• **Travail demandé**:
#1 Répondez aux questions suivantes à partir de l'extrait.
(a) À quelle date la demande européenne du brevet « Conjugués de l'Interferon » a-t-elle été déposée ?
(b) Quel règlement s'appliquait à la date du dépôt de la demande de certificat complémentaire de protection ?
(c) Quelle date d'expiration l'INPI a-t-il fixée pour le certificat accordé le 19 octobre 2009 ?
#2 Selon l'extrait, pour quel motif l'INPI a-t-il prononcé le retrait du CCP le 8 janvier 2010 ? Répondez en une à trois phrases.
#3 Transcrivez fidèlement le passage de l'extrait qui va des mots « - 26 septembre » jusqu'aux mots « demande de brevet. » inclus.

Pour connaître la situation en France des CCP à durée négative ou nulle, reportons-nous à l’arrêt de la Cour de Paris du 28 janvier 2011
La chronologie des événements donnerait-elle une explication à la situation actuelle où l’INPI sursoit à la délivrance de tels CCP ?
- 22 mai 1997 : dépôt de la demande européenne du brevet « Conjugués de l’Interferon » dont la société Hoffmann La Roche est aujourd’hui titulaire.
- 22 juin 2002 : délivrance d’une autorisation communautaire de mise sur le marché pour un médicament qui, pour la société Hoffman La Roche, est couvert par les revendications 1 à 5 et 6 du brevet.
- 26 septembre 2003 : dépôt de la demande de certificat complémentaire de protection. (Notons qu’à cette date, c’est le règlement 1768/92 qui s’applique avant les modifications introduites par le règlement sur le certificat pédiatrique).
- La demande est ultérieurement modifiée par l’indication que la première AMM est celle obtenue le 5 juillet 2001, c’est-à-dire à une date antérieure à celle du 5ème anniversaire de la demande de brevet.
- 19 octobre 2009 : l’INPI accorde le CCP sur la base de cette AMM avec comme date d’expiration du certificat le 7 juillet 2016.
- La société demande alors à l’INPI de rectifier cette date.
- 8 janvier 2010 : l’INPI prononce le retrait du CCP motifs pris << Qu’aucune protection complémentaire ne peut donc être accordée au brevet invoqué sur la base de l’AMM visée, de sorte que le Certificat complémentaire de protection est sans objet >> ;
- 8 avril 2010 : recours de la société qui demande à la Cour de Paris de surseoir à statuer dans l’attente de la décision de la CJUE dans l’affaire Merck.

• **Données affichées**:
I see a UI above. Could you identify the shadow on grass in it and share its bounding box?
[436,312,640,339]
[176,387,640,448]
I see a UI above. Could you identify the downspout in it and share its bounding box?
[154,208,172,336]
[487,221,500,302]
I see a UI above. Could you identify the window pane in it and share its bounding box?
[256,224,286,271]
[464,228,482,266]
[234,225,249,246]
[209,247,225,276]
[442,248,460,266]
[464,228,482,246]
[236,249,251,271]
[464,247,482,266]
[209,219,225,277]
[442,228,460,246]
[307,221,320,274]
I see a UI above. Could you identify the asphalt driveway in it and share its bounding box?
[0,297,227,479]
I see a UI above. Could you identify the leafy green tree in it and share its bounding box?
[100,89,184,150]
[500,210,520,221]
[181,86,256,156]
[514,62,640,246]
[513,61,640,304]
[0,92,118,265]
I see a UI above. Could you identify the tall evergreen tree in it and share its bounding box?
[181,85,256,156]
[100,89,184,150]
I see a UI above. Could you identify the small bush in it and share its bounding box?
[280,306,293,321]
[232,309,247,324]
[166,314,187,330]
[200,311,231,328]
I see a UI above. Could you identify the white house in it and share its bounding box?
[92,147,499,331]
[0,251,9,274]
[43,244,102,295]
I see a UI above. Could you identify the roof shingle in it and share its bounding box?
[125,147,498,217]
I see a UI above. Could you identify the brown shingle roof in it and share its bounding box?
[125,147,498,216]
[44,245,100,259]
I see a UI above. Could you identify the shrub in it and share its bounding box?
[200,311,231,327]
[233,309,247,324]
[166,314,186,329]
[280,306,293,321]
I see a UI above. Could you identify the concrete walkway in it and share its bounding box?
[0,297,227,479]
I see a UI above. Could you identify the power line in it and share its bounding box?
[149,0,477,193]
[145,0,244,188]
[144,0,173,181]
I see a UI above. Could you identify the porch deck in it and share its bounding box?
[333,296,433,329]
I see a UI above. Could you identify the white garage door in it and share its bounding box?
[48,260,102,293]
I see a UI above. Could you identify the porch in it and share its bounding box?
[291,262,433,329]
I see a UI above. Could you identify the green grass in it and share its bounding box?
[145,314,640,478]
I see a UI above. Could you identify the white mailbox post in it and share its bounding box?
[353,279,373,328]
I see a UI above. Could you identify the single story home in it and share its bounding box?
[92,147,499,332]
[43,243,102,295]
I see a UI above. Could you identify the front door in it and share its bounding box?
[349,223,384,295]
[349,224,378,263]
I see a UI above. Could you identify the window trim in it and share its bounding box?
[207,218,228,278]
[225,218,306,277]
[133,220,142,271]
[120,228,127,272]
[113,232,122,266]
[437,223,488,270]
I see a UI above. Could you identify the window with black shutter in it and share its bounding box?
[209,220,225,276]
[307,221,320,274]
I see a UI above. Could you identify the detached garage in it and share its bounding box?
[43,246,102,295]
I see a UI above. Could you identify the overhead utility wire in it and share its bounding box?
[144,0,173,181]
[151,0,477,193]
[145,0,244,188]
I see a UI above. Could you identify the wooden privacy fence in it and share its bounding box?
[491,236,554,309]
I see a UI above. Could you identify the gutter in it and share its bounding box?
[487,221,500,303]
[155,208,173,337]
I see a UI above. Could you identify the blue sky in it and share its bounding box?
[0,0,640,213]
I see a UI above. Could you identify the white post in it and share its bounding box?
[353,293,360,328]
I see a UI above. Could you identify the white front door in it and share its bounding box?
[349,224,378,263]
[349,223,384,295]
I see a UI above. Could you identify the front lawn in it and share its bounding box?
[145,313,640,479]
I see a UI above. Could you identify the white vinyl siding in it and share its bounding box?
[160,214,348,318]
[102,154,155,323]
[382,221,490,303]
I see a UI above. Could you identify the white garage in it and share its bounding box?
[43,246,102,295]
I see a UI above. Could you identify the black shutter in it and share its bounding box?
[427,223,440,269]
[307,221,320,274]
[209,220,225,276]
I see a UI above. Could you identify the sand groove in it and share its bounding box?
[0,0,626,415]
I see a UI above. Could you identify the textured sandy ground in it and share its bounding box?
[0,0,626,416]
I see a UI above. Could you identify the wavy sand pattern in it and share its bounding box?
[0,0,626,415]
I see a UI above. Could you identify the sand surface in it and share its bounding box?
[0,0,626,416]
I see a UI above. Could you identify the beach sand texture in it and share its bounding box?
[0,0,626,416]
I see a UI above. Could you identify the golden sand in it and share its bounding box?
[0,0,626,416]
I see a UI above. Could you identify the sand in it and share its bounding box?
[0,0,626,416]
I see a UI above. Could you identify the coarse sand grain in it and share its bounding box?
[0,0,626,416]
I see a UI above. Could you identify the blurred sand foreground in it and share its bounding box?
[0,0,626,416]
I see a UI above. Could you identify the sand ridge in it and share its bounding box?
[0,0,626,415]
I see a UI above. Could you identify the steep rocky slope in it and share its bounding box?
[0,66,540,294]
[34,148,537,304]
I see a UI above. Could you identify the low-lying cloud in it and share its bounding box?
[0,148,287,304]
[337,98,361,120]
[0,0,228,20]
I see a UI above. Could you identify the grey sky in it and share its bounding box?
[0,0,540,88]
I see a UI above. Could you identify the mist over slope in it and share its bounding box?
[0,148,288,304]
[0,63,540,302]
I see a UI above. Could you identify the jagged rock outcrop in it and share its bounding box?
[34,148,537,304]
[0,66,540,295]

• **Réponses par tâche**:
#1
(a) Le 22 mai 1997.
(b) Le règlement 1768/92, avant les modifications introduites par le règlement sur le certificat pédiatrique.
(c) Le 7 juillet 2016.

#2 L'INPI a estimé qu'aucune protection complémentaire ne pouvait être accordée au brevet invoqué sur la base de l'AMM visée. Le certificat complémentaire de protection était donc sans objet.

#3
- 26 septembre 2003 : dépôt de la demande de certificat complémentaire de protection. (Notons qu’à cette date, c’est le règlement 1768/92 qui s’applique avant les modifications introduites par le règlement sur le certificat pédiatrique).
- La demande est ultérieurement modifiée par l’indication que la première AMM est celle obtenue le 5 juillet 2001, c’est-à-dire à une date antérieure à celle du 5ème anniversaire de la demande de brevet.